Text provided:
Segment Open
A state grant program has enabled the city since 1982 to make almost $3 million in improvements in blighted sections of Cape Girardeau, including housing renovations and street and sewer repairs; about 130 homes have been rehabilitated and two miles of streets and alleys have been paved through the state's Community Development Block Grant Program.
The Fruitland Area Fire Department has purchased a fire engine to replace one demolished in an accident last November at New Wells; the pumper truck will be delivered in early March after additional modifications are made to the storage compartments.
Rep. Paul C. Jones challenged a class of 80 Eagle Scouts bearing his name yesterday not to consider the exercise a graduation, but to "gird for the fight ahead and face the challenges with the best that is in you"; Jones, Southeast Missouri's congressman from the 10th District, was the speaker at a Court of Honor for boys reaching the rank of Eagle Scout.
Segment Closed
Extracted data:
Segment Open
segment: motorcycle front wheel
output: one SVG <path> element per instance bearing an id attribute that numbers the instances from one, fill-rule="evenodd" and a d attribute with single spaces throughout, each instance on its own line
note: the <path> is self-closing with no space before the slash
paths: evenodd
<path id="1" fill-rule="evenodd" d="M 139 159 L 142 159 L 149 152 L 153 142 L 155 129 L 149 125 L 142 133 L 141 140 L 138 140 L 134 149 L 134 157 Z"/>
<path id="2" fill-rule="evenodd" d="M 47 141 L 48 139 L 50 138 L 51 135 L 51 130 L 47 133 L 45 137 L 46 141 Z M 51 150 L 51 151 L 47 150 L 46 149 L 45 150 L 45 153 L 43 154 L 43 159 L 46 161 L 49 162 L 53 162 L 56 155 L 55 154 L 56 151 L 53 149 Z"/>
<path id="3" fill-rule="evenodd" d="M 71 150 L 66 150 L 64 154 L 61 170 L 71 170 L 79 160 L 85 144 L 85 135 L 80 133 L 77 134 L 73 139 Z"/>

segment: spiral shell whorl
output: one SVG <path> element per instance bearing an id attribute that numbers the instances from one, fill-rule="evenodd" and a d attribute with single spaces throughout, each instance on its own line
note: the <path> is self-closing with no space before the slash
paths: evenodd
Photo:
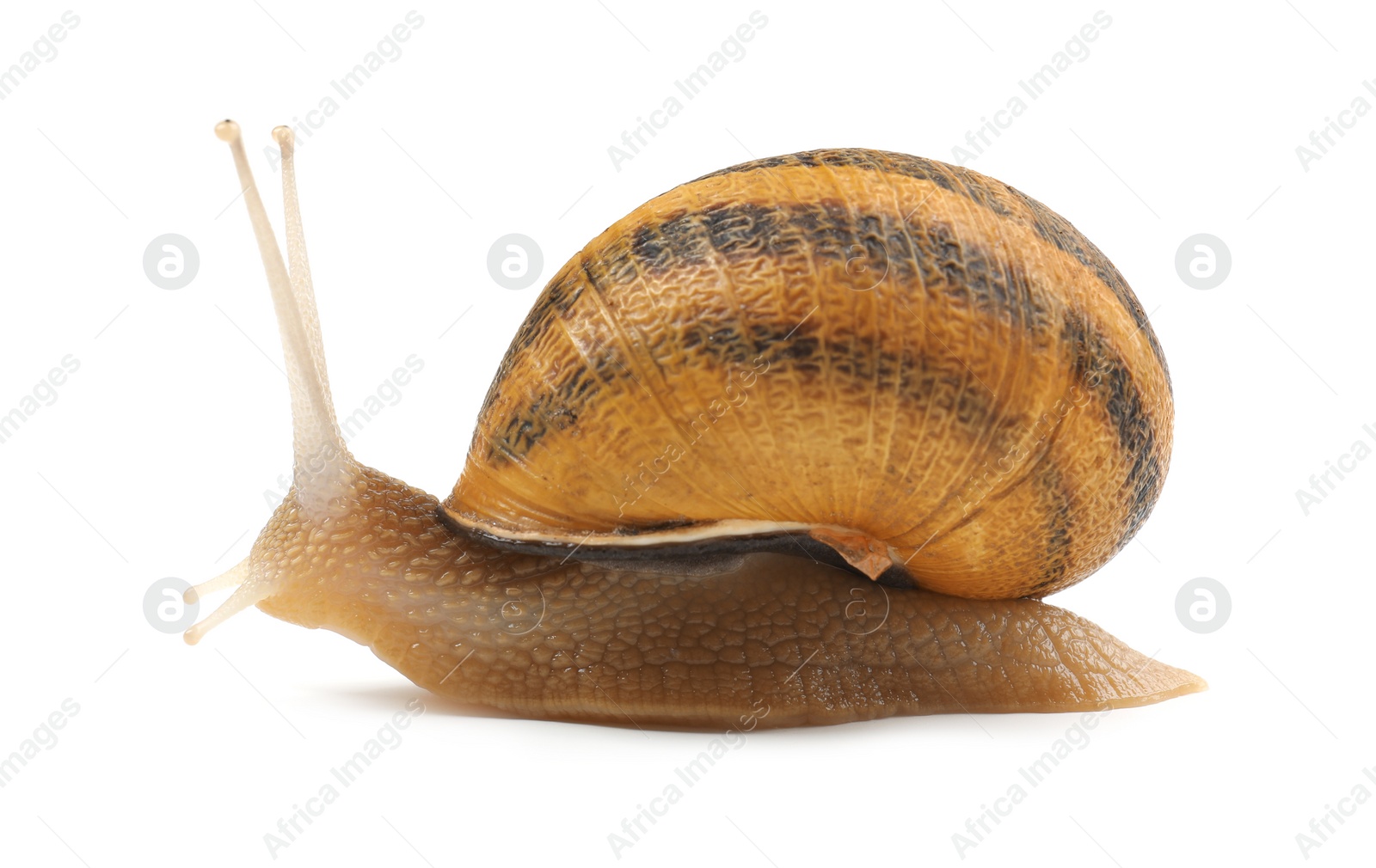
Segment Closed
Work task:
In the news briefs, how many homes have been rehabilitated through the state's Community Development Block Grant Program? These entries have no connection to the news briefs.

Result:
About 130 homes.